[EXERCISE PASSAGE]:

[Start of Attachment]

We now provide the processed datasets used in our experiments. You can download all h5ad files from Figshare https://doi.org/10.6084/m9.figshare.24049200 .
We now provide demo data in the data
folder. The demo data is a subset of the Dixit dataset.
Then you need to download the go.csv.zip
from https://www.dropbox.com/s/wl0uxiz5z9dbliv/go.csv.zip?dl=0 and unzip it to the data/DATASETNAME/
folder. For instance, put it into the data/demo
or data/gse133344_k562gi_oe_pert227_84986_19264_withtotalcount
folder.
Install PyG
, and then do pip install cell-gears
. Actually we do not use the gears PyPI packages but installing it will install all the dependencies.
# cd to the GEARS folder
## no embedding
bash run_sh/run_singlecell_maeautobin-demo-baseline.sh
## using embedding from API call
bash run_sh/run_singlecell_maeautobin-demo-emb.sh
## using embedding from local model
bash run_sh/run_singlecell_maeautobin-demo-train.sh
For baseline results, run run_sh/run_singlecell_maeautobin-demo-baseline.sh
.

[End of Attachment]

[EXERCISE TASKS]:
1 > In the setup instructions above, which dataset is the demo data a subset of?
2 > Reproduce the part of the setup instructions above starting at "Then you need" and ending at "all the dependencies.".

[INFORMATION SUPPLIED]:
[Start of Attachment]

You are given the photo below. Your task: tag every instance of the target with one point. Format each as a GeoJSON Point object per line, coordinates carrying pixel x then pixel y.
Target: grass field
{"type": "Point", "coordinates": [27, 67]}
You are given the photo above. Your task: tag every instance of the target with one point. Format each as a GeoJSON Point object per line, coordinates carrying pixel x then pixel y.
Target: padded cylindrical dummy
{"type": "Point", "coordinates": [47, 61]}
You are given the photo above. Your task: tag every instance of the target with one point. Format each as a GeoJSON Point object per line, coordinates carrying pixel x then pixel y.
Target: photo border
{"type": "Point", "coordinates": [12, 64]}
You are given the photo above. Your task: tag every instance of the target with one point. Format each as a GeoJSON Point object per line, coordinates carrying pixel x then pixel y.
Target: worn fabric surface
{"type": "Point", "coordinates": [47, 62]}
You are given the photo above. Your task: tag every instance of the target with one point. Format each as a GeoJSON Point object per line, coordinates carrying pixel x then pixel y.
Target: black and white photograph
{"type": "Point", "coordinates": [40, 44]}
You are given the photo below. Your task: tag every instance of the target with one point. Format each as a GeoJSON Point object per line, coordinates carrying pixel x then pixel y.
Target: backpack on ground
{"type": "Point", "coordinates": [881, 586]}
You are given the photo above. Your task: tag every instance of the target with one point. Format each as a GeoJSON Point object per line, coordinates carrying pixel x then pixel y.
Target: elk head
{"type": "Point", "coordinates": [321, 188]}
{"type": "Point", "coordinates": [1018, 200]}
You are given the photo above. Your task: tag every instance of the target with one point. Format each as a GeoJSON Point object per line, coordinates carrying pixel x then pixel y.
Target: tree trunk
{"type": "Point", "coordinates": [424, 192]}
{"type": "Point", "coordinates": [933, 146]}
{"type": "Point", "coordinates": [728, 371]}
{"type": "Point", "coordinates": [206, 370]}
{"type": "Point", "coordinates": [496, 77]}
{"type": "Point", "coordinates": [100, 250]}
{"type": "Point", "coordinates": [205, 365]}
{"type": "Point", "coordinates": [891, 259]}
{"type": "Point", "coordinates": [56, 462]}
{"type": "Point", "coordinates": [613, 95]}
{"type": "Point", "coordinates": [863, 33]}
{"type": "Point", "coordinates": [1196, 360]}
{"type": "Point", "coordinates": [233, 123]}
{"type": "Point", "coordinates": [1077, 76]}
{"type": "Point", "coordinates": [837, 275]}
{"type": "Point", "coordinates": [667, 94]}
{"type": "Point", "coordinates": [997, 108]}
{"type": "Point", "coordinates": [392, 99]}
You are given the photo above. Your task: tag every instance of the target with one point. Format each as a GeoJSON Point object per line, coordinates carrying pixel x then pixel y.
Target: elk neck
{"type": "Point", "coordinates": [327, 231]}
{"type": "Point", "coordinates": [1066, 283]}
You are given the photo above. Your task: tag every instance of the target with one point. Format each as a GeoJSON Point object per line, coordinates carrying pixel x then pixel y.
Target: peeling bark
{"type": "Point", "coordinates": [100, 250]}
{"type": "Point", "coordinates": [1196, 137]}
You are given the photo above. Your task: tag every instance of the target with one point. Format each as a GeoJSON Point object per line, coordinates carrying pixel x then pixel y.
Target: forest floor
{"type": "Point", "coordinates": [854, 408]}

[End of Attachment]

[TASK SOLUTIONS]:
1 > The Dixit dataset.

2 >
Then you need to download the go.csv.zip
from https://www.dropbox.com/s/wl0uxiz5z9dbliv/go.csv.zip?dl=0 and unzip it to the data/DATASETNAME/
folder. For instance, put it into the data/demo
or data/gse133344_k562gi_oe_pert227_84986_19264_withtotalcount
folder.
Install PyG
, and then do pip install cell-gears
. Actually we do not use the gears PyPI packages but installing it will install all the dependencies.